Helden im Platzregen: Die Münchner Rock- und Punk-Legende The Comics nach 20 Jahren wieder im Theatron

von Michael Grill

The Comics 2011. Foto: gr.

Die Band The Comics um den später als „Schwabinger Schaumschläger“ bekannt gewordenen Autor Michael Sailer gehört zum Legendenschatz der Münchner Punk- und Rockgeschichte. Ihr historischer Platz ist zwischen Tollwut und Dead City Radio in den späten 80ern. So war es eine zumindest lokale Sensation, als plötzlich ihre Wiedervereinigung für einen Auftritt im Theatron angekündigt wurde – gut 20 Jahre, nachdem sie zuletzt dort auf der Bühne standen.

## AUFGABE A
Ersetze im Artikel über The Comics "Theatron" durch "Freilichtbühne" und gib den Abschnitt wieder, der bei "von Michael Grill" beginnt und bei "der Bühne standen." endet.
## AUFGABE B
Zwischen welchen Bands ordnet der Artikel über The Comics den historischen Platz der Band ein?
## AUFGABE C
Schreibe den Artikel über die Wiedervereinigung von The Comics im Anschluss an seinen letzten Satz weiter.

## BEREITGESTELLTE DATENSÄTZE
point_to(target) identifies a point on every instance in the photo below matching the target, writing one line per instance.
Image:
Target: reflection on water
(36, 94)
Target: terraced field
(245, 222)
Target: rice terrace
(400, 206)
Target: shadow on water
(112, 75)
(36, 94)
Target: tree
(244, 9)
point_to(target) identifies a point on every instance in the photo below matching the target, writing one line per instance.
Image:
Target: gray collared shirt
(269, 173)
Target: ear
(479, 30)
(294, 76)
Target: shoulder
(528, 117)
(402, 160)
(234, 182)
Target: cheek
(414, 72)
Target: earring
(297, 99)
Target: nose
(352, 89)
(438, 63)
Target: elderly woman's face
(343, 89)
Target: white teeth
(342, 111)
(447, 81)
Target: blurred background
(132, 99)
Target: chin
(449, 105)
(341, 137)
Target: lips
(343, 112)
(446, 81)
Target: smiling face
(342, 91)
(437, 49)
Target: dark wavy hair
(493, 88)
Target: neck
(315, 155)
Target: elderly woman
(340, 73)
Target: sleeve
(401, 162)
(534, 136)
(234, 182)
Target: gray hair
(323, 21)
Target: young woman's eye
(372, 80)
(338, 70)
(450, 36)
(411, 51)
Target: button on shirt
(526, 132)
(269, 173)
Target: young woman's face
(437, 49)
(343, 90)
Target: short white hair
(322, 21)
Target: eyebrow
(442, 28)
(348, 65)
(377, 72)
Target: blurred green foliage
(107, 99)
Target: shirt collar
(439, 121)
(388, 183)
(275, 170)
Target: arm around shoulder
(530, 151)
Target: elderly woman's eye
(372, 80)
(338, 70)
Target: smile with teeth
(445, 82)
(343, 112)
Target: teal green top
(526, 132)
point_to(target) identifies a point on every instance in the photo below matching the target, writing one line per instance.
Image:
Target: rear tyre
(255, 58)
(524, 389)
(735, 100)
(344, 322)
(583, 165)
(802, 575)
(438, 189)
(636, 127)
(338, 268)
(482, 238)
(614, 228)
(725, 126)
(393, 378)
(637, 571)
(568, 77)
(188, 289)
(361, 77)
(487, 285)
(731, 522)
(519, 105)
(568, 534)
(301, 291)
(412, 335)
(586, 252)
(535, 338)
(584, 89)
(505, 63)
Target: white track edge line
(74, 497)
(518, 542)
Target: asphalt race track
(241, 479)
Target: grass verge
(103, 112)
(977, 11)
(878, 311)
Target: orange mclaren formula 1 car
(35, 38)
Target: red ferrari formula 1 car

## ANTWORT A
von Michael Grill

The Comics 2011. Foto: gr.

Die Band The Comics um den später als „Schwabinger Schaumschläger“ bekannt gewordenen Autor Michael Sailer gehört zum Legendenschatz der Münchner Punk- und Rockgeschichte. Ihr historischer Platz ist zwischen Tollwut und Dead City Radio in den späten 80ern. So war es eine zumindest lokale Sensation, als plötzlich ihre Wiedervereinigung für einen Auftritt im Freilichtbühne angekündigt wurde – gut 20 Jahre, nachdem sie zuletzt dort auf der Bühne standen.

## ANTWORT B
Zwischen Tollwut und Dead City Radio, in den späten 80ern.

## ANTWORT C
Doch auch die größte Sympathiewelle schützt vor dem Münchner Sommer nicht: Als am Montagabend die auf sechs Musiker erweiterte Band im Olympiapark den Soundcheck entspannt in ein Konzert übergehen ließ, goss es aus so großen Kübeln, als sollte noch in dieser Nacht der Olympiasee über die Ufer treten und die Reste der Münchner Punk-Vergangenheit für alle Zeiten hinwegspülen. Die nahe Imbissbude hatte zwar pünktlich mit dem Konzertbeginn ihren Betrieb und den Ausschank eingestellt, doch wer noch ein Bier ergattert hatte, dessen Glas wurde für den Rest des Abends nicht mehr leer.

The Comics 1990. Foto: Archiv Comics

Sänger und Gitarrist Sailer kommentierte es so: „Bald 30 Jahre lang habe ich mir gewünscht, diese Band selbst mal live sehen zu können, aber heute Abend ist mir der Platz auf der Bühne doch lieber als der im Publikum.“ Es war heldenhaft, wie viele Freunde und Fans der Band im totalen Regen nicht nur ausharrten, sondern feierten und tanzten.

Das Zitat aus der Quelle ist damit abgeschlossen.